- [PROBLEM SET]:
1/ Using the Preah Vihear article, answer each question on its own line: (a) In what month is the court expected to make its ruling? (b) Which country made the request for reinterpretation? (c) On what date are Cambodia's national elections?
2/ Print the part of the Preah Vihear article between "The ancient Hindu-Khmer*" and "to the ruling.", inclusive, word for word.

- [TEXT BLOCK]:
-*-*-
On 51st ICJ Anniversary, Preah Vihear Less Politically Divisive

Preah Vihear temple in December 2012. (Sophat Soeung)

Preah Vihear temple in December 2012. (Sophat Soeung)

WASHINGTON – On the 51st anniversary of the ICJ’s ruling of June 15, 1962, I ask where is the Preah Vihear temple dispute today?

The ancient Hindu-Khmer* temple of Preah Vihear is once again ‘on trial’ at the International Court of Justice earlier this year. Exactly two month before the 51st anniversary of its 1962 ruling, the court held another hearing right around Khmer/Thai new year on the request for reinterpretation of that ruling. The request was made by Cambodia, following a series of border conflicts with Thailand between 2008 and 2011 subsequent to the enlisting of Preah Vihear temple as world heritage site.

The court is expected to make a landmark ruling in October. The big question is what the ruling will be. But an even bigger question is how the two countries – especially Thailand and the Thai military – will react to the ruling.

The good news is that – at least on the Cambodian side – local politics appear to be out of the picture, at least until the October ruling. Although some domestic dynamics in both countries are similar to the period leading up to Cambodia’s 2008 national elections, the differences are significant, especially the current Thai government’s much more favorable attitude towards Cambodia and Mr. Hun Sen. This has especially manifested itself in Thailand’s recent denial of entry to opposition leader Sam Rainsy.

Even though the ICJ hearing occured just over three months before Cambodia’s national elections on July 28 and the pending case extending over into the post-election period, the hearing and 51st anniversary has officially been kept low, perhaps also out of the need to show impartiality during the high-profile World Heritage Committee gathering starting tomorrow.

A final factor is that unlike in 2008, the ruling Cambodian People’s Party has by now established itself as a legitimate protector of the country’s sovereignty, a legitimacy it has lacked and some still see as lacking. And according to analyst Chheang Vannarith, the disappearance of Preah Vihear in election politics is also due to Cambodia’s general confidence after the ICJ’s April hearing on a generally unifying issue for Cambodians. Here’s my Skype interview with him, in Khmer.
-*-*-
- [SUPPLIED RECORDS]:
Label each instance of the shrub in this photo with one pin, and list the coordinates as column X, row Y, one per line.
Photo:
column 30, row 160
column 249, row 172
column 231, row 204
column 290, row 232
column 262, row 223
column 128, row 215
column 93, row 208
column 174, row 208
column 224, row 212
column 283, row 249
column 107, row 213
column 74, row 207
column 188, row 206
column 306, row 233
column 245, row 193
-*-*-
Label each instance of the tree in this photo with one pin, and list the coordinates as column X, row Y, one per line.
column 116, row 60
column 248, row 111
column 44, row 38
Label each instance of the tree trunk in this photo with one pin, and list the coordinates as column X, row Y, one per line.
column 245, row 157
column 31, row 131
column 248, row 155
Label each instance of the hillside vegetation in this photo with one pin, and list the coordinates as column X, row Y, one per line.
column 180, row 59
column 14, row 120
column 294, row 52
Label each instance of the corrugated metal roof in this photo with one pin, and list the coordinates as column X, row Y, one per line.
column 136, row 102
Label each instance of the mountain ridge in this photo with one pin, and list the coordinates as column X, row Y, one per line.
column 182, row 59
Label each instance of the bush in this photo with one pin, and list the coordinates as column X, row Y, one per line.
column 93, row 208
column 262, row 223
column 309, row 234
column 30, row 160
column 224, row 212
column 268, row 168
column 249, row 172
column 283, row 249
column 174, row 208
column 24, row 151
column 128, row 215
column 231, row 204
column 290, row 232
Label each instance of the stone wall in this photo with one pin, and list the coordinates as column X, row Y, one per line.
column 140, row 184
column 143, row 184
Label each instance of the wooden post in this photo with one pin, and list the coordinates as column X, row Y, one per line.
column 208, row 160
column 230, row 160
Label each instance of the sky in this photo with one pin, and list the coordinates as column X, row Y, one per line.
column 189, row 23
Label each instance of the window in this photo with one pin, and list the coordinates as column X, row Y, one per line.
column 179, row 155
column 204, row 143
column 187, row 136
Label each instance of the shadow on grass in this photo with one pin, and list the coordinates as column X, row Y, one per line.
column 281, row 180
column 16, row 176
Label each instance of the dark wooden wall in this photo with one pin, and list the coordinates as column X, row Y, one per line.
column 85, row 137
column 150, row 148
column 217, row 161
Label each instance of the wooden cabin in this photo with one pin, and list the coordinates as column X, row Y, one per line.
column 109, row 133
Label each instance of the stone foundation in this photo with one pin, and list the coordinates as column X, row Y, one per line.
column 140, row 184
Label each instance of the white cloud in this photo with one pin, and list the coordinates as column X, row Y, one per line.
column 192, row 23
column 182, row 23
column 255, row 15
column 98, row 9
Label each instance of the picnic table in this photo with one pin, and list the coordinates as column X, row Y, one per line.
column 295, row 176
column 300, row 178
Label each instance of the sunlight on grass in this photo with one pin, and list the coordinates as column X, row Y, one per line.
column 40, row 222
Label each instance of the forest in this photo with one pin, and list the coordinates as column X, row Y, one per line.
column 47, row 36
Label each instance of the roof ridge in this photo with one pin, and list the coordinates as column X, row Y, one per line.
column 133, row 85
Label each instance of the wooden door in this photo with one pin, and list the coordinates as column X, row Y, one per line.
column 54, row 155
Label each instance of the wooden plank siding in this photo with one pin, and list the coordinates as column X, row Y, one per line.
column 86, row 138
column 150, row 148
-*-*-
- [ANSWERS TO THE EXERCISES]:
1/
(a) October
(b) Cambodia
(c) July 28

2/
The ancient Hindu-Khmer* temple of Preah Vihear is once again ‘on trial’ at the International Court of Justice earlier this year. Exactly two month before the 51st anniversary of its 1962 ruling, the court held another hearing right around Khmer/Thai new year on the request for reinterpretation of that ruling. The request was made by Cambodia, following a series of border conflicts with Thailand between 2008 and 2011 subsequent to the enlisting of Preah Vihear temple as world heritage site.

The court is expected to make a landmark ruling in October. The big question is what the ruling will be. But an even bigger question is how the two countries – especially Thailand and the Thai military – will react to the ruling.